Written task: Return the records below from the line containing "the green armchair" onward, exactly, through and including the last line.

Records for this exercise:
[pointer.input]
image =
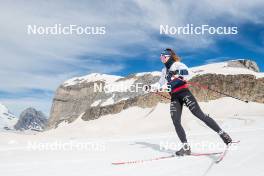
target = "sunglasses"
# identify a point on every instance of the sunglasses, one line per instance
(163, 58)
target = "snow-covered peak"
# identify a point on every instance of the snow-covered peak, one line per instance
(3, 109)
(92, 78)
(224, 68)
(154, 73)
(231, 67)
(7, 120)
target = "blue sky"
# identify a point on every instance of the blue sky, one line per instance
(32, 67)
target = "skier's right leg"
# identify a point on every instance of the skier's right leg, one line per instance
(176, 111)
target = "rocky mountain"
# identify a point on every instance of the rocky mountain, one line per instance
(7, 119)
(31, 119)
(95, 95)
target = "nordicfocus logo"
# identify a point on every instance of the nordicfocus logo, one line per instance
(59, 29)
(121, 87)
(190, 29)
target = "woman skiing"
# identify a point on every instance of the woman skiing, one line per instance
(174, 76)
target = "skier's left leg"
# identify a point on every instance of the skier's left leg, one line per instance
(194, 107)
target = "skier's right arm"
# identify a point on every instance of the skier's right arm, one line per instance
(162, 83)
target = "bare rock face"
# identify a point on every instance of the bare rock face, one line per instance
(244, 63)
(31, 119)
(78, 97)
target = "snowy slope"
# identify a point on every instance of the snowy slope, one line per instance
(7, 120)
(136, 134)
(217, 68)
(223, 68)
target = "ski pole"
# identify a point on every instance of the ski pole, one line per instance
(162, 95)
(207, 87)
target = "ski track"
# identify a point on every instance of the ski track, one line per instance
(23, 162)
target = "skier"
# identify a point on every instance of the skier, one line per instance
(174, 76)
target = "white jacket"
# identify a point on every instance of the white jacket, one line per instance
(175, 66)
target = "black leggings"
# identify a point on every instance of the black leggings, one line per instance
(187, 98)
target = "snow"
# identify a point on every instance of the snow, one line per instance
(96, 103)
(6, 118)
(138, 133)
(222, 68)
(92, 78)
(109, 101)
(154, 73)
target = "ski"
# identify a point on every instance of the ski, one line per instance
(221, 157)
(164, 157)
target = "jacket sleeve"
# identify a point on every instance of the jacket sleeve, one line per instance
(162, 83)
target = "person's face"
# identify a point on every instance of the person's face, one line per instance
(164, 58)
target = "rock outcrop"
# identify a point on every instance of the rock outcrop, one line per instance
(77, 96)
(31, 119)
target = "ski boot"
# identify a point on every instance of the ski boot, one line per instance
(225, 137)
(185, 150)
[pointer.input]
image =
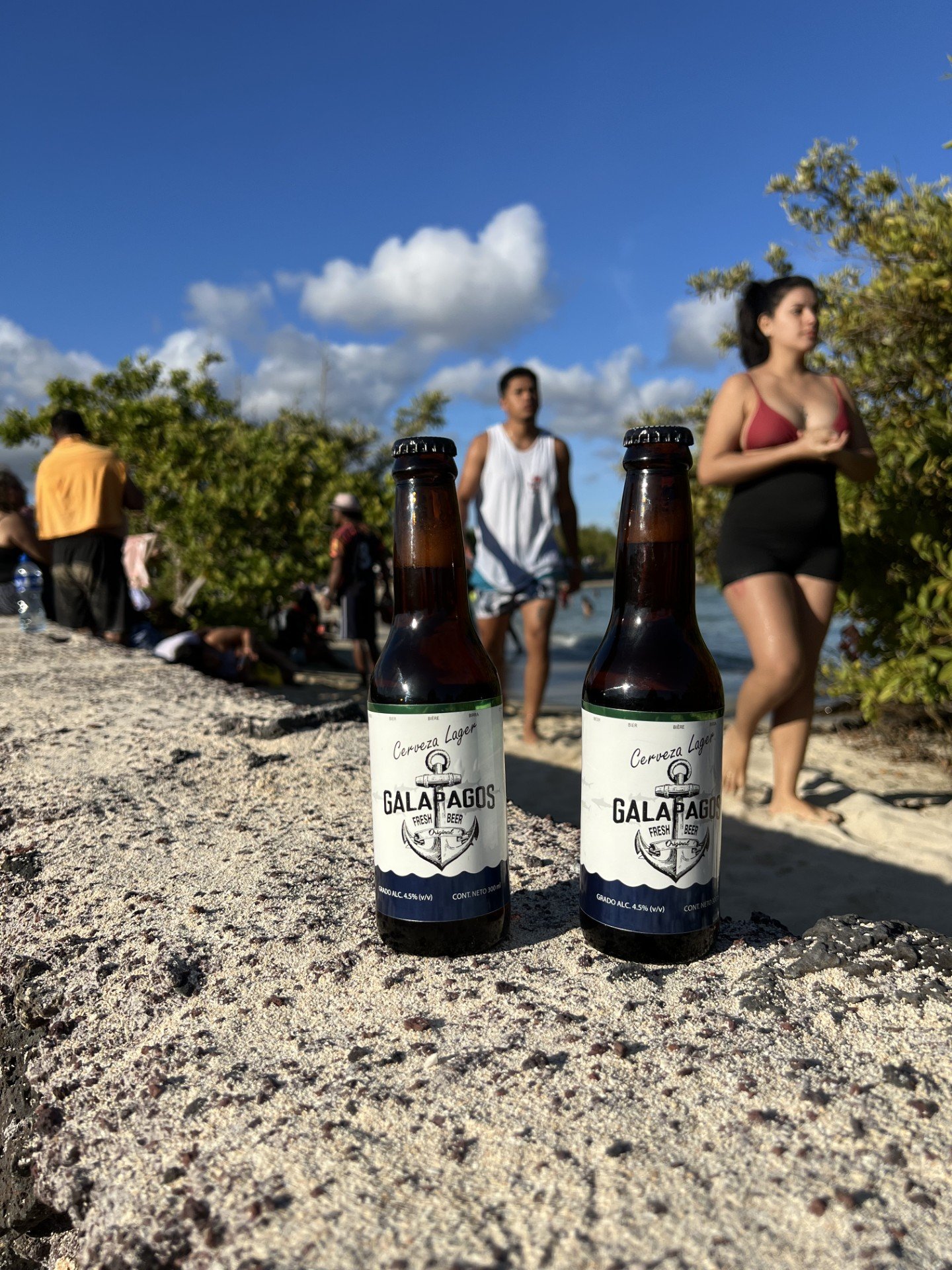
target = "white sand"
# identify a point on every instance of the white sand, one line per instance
(226, 1068)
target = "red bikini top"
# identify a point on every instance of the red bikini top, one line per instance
(768, 427)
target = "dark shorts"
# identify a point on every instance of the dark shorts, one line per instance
(89, 582)
(736, 560)
(358, 614)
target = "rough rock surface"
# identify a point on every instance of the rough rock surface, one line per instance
(211, 1062)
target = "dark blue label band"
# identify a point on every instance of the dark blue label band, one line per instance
(444, 900)
(666, 911)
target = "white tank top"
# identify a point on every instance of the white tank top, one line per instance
(516, 512)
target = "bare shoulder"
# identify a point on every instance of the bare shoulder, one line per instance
(561, 450)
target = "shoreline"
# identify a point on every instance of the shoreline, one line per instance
(214, 1064)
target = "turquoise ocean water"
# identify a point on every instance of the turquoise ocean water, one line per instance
(575, 639)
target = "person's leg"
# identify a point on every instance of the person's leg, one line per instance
(70, 595)
(274, 657)
(793, 718)
(493, 635)
(766, 610)
(536, 625)
(108, 591)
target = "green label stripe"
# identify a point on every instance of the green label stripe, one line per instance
(437, 708)
(653, 716)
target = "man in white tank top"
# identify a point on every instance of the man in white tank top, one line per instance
(517, 474)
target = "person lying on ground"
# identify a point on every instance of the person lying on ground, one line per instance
(223, 652)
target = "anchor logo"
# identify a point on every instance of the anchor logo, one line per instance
(440, 843)
(680, 854)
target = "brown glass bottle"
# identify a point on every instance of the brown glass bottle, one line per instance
(653, 714)
(434, 708)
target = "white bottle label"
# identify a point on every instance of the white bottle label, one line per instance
(651, 820)
(438, 794)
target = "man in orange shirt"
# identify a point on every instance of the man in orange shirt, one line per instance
(83, 492)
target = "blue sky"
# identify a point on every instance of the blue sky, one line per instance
(422, 193)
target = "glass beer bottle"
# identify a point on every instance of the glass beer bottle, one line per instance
(436, 719)
(653, 719)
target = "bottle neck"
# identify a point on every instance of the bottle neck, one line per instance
(654, 572)
(429, 563)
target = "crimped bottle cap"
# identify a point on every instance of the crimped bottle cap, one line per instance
(668, 436)
(424, 446)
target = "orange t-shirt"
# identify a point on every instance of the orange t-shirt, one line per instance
(79, 488)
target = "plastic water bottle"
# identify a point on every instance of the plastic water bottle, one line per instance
(28, 585)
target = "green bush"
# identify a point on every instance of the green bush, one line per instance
(888, 332)
(244, 506)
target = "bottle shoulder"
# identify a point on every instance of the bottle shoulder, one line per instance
(658, 666)
(432, 665)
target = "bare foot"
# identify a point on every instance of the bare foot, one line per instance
(799, 807)
(735, 762)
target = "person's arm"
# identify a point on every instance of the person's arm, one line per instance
(724, 462)
(132, 497)
(857, 460)
(335, 578)
(231, 639)
(471, 476)
(23, 536)
(568, 516)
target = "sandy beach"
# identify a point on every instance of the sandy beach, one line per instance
(212, 1064)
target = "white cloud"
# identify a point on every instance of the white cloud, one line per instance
(346, 380)
(27, 364)
(575, 400)
(230, 312)
(23, 460)
(441, 284)
(694, 331)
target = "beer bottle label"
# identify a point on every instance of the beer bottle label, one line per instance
(651, 820)
(438, 793)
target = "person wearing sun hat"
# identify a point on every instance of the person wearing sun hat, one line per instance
(354, 549)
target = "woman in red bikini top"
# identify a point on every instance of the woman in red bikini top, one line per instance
(778, 435)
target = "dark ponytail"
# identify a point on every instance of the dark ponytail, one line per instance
(758, 299)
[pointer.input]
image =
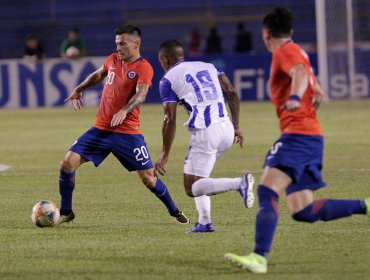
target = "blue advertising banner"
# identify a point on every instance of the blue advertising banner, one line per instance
(46, 84)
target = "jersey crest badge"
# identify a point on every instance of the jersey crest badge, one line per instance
(131, 74)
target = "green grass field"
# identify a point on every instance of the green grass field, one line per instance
(122, 231)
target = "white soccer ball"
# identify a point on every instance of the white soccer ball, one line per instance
(45, 214)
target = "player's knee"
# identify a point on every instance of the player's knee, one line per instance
(189, 192)
(66, 165)
(305, 215)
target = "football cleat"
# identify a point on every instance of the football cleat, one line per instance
(201, 228)
(66, 218)
(246, 190)
(180, 217)
(367, 204)
(253, 262)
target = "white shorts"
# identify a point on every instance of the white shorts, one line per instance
(207, 146)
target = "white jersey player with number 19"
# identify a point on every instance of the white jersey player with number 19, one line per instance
(202, 90)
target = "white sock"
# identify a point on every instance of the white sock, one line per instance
(203, 204)
(211, 186)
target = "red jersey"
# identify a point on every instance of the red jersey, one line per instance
(120, 86)
(303, 120)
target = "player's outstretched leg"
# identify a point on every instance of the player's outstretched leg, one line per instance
(212, 186)
(331, 209)
(66, 187)
(203, 205)
(246, 190)
(367, 204)
(161, 191)
(253, 262)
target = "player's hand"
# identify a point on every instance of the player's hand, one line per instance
(239, 137)
(76, 100)
(292, 104)
(318, 97)
(118, 118)
(160, 163)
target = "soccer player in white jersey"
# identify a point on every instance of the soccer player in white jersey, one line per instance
(201, 89)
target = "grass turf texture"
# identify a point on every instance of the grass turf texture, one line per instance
(122, 231)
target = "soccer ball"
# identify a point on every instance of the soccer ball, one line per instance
(72, 51)
(45, 214)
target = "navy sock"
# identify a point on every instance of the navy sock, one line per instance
(161, 191)
(267, 219)
(66, 187)
(329, 209)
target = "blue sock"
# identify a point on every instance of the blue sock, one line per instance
(161, 191)
(66, 187)
(329, 209)
(267, 219)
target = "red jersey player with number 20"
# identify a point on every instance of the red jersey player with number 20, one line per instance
(128, 78)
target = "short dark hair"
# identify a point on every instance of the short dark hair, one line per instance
(172, 48)
(279, 22)
(128, 29)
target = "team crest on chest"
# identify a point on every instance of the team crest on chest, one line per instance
(131, 74)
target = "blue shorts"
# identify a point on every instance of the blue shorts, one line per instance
(300, 157)
(130, 149)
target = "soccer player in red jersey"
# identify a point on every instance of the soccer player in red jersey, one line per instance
(128, 77)
(293, 164)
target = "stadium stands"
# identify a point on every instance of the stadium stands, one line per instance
(159, 20)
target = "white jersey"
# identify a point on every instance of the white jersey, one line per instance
(195, 85)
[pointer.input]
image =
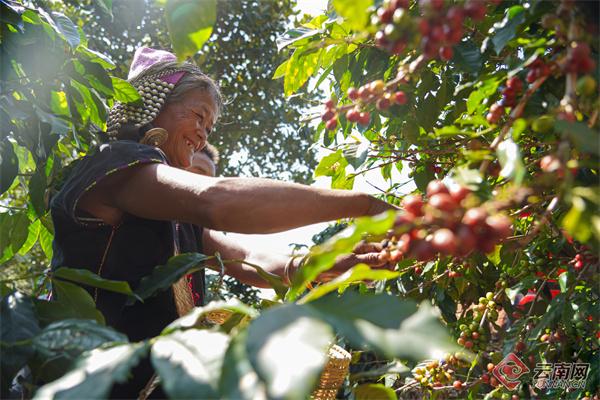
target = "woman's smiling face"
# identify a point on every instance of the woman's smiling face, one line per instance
(189, 122)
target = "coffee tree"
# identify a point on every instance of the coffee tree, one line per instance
(492, 107)
(489, 108)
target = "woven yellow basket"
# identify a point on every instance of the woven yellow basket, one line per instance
(218, 316)
(333, 375)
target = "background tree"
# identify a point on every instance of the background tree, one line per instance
(260, 132)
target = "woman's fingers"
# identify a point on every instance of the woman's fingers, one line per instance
(366, 247)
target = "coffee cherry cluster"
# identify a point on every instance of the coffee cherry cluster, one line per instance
(394, 26)
(488, 304)
(374, 92)
(442, 27)
(537, 69)
(583, 258)
(439, 373)
(551, 164)
(473, 337)
(579, 59)
(384, 96)
(514, 87)
(329, 116)
(443, 226)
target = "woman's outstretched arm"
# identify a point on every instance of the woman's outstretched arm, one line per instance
(243, 205)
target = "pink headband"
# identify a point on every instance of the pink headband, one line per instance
(145, 57)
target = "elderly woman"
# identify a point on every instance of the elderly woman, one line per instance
(125, 208)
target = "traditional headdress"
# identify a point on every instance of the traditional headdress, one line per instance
(154, 87)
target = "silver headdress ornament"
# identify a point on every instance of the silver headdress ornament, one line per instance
(154, 86)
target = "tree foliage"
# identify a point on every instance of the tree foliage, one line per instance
(491, 112)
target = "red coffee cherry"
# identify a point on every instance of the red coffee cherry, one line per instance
(474, 217)
(444, 241)
(515, 84)
(436, 186)
(383, 104)
(423, 251)
(385, 15)
(353, 115)
(364, 93)
(550, 163)
(424, 26)
(455, 16)
(400, 97)
(532, 76)
(327, 115)
(443, 202)
(331, 124)
(413, 203)
(475, 9)
(500, 226)
(352, 93)
(364, 119)
(459, 193)
(446, 53)
(466, 240)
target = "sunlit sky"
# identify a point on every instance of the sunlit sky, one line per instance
(279, 242)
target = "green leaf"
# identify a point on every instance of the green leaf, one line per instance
(195, 318)
(190, 24)
(9, 165)
(301, 66)
(105, 6)
(86, 277)
(89, 102)
(66, 28)
(519, 126)
(584, 138)
(19, 324)
(358, 273)
(163, 276)
(386, 324)
(468, 56)
(563, 281)
(322, 257)
(475, 99)
(507, 30)
(293, 331)
(95, 373)
(33, 232)
(125, 92)
(96, 57)
(97, 76)
(428, 112)
(354, 12)
(574, 221)
(46, 238)
(372, 391)
(555, 310)
(189, 362)
(280, 71)
(422, 176)
(294, 35)
(60, 344)
(511, 161)
(238, 378)
(356, 153)
(76, 301)
(19, 232)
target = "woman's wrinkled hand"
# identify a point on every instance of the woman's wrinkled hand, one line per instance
(371, 254)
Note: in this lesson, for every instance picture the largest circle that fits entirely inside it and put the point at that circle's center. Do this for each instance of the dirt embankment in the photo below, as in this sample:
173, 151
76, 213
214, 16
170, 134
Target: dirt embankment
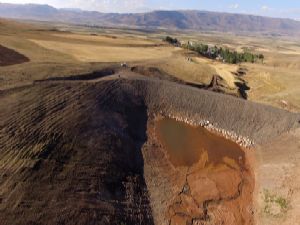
82, 152
11, 57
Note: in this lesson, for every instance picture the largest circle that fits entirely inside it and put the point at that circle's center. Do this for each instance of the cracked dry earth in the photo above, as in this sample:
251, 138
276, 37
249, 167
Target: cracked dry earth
209, 178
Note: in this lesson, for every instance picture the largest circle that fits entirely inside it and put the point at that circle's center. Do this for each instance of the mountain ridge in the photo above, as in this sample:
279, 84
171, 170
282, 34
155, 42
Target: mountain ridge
175, 20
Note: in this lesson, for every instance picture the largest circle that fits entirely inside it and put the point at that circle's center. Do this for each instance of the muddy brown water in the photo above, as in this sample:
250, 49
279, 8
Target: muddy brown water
185, 144
219, 178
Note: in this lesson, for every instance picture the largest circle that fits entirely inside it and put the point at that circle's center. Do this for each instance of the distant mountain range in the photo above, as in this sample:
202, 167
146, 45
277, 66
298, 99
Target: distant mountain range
181, 20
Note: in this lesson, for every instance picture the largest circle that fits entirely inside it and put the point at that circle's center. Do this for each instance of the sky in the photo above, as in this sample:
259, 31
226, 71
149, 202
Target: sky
273, 8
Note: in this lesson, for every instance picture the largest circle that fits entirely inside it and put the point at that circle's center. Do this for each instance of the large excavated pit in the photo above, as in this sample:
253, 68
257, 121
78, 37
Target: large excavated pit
130, 150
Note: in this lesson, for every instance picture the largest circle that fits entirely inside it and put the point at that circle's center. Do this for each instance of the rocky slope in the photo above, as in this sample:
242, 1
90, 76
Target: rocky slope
77, 152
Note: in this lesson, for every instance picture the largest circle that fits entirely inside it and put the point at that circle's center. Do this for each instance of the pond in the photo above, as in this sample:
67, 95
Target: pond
186, 145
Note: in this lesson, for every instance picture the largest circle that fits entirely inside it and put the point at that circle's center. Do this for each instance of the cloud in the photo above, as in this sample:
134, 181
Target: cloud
234, 6
265, 8
94, 5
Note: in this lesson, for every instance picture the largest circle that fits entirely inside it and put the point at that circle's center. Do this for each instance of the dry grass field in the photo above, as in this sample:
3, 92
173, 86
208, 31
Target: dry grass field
67, 50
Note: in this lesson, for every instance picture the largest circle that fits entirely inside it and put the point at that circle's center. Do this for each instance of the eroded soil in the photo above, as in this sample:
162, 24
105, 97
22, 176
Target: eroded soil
211, 176
10, 57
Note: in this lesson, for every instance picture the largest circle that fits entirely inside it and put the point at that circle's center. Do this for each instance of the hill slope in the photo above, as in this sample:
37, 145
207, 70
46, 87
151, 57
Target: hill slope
195, 20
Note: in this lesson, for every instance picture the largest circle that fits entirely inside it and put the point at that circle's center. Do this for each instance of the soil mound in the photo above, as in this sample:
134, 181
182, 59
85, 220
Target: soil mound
86, 152
10, 57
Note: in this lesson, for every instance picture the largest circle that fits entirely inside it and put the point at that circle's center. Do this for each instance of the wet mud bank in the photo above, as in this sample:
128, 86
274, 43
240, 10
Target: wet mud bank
209, 178
91, 151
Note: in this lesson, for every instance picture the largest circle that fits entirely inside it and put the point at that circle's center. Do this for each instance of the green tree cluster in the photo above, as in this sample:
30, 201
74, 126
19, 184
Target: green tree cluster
232, 57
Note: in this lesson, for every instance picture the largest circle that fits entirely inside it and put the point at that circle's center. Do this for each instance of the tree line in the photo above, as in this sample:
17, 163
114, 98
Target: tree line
219, 53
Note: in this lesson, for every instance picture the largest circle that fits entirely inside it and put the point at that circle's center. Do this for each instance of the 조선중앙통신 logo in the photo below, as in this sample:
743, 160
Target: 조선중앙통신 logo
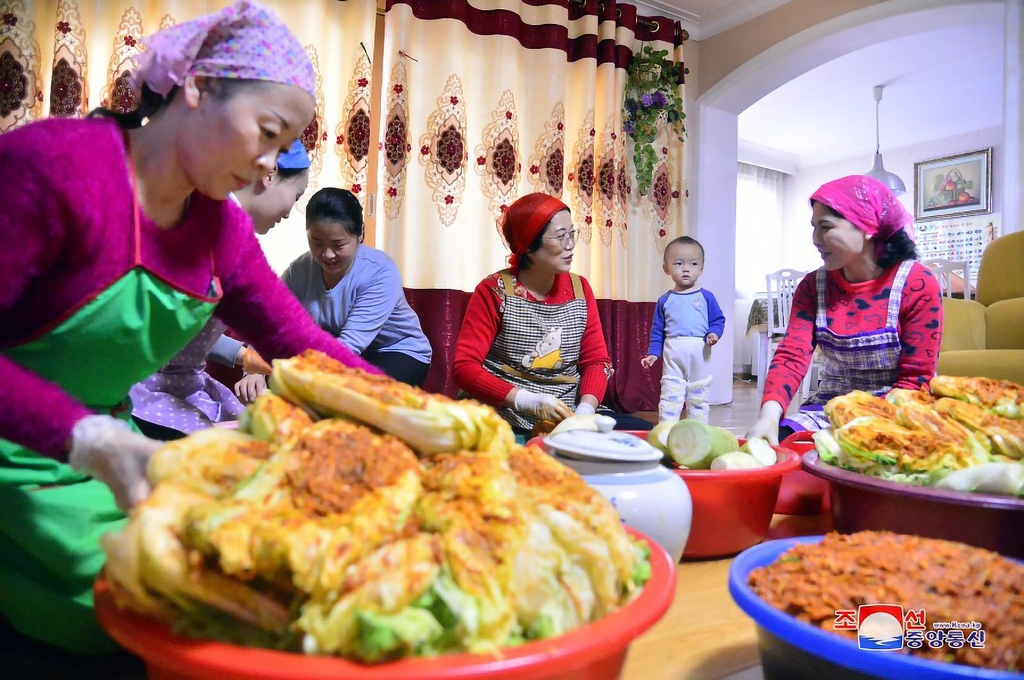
890, 628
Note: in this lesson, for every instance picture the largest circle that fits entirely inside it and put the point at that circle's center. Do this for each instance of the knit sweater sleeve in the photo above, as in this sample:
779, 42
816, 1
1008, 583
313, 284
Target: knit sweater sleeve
479, 328
261, 308
656, 342
920, 329
716, 319
595, 364
793, 357
34, 412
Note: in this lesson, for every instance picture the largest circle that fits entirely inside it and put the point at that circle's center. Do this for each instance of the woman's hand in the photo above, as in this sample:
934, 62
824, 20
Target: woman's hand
766, 426
542, 407
585, 409
250, 387
252, 363
108, 450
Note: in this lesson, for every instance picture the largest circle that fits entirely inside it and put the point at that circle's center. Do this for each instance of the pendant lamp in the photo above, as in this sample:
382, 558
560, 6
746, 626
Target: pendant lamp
878, 170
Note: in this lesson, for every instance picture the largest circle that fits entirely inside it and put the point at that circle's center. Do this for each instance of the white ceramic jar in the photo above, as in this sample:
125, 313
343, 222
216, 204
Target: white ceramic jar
627, 471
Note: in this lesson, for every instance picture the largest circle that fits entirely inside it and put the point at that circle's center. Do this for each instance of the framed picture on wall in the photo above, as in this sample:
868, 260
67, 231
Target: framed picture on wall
953, 186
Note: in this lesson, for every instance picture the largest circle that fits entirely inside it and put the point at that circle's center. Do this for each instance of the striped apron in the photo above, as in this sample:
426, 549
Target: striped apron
866, 360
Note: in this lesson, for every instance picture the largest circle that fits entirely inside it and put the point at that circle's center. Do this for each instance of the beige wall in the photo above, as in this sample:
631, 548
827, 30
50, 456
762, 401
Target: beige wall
723, 52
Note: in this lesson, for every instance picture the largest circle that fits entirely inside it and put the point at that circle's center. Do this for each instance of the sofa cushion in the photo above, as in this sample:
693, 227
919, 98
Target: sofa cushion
998, 364
999, 272
1005, 325
963, 325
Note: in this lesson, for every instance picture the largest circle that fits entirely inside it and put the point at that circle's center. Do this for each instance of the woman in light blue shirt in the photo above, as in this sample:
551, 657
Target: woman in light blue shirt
354, 292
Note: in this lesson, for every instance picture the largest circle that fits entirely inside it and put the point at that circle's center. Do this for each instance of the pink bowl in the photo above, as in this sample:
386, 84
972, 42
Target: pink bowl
595, 651
860, 502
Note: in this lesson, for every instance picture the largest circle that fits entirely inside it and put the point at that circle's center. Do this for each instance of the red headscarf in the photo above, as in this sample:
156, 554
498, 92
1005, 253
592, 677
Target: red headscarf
868, 204
524, 219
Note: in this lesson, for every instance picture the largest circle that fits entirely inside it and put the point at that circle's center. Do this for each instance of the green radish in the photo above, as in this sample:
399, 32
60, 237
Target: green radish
658, 436
689, 444
761, 451
693, 444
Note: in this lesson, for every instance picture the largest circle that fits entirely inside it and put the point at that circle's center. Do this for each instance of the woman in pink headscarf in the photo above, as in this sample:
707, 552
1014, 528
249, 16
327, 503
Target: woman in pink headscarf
120, 245
872, 310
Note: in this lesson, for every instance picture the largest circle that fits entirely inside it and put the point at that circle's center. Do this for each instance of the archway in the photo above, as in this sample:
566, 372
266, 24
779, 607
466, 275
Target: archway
713, 157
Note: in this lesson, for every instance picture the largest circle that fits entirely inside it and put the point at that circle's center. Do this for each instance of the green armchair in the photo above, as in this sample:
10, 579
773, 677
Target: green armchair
985, 337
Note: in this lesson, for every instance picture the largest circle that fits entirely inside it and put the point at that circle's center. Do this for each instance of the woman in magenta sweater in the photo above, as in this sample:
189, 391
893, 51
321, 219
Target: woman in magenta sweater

Answer to the problem:
Note: in this lesson, for every instance picture the largest circle that fits entirely inside it and put the point at that circle's center. Do this for each instance of the green armchair in the photo above, as in this sample:
10, 579
773, 677
Target: green armchair
985, 337
Note: in this lesson, for every instance picture the largest circle that fits entirely inside it and put the point at that circle's center. Do this for each instance of the woman in magenta sweater in the photo above, as in this sample:
189, 391
893, 51
321, 219
Target: woman in magenta sweater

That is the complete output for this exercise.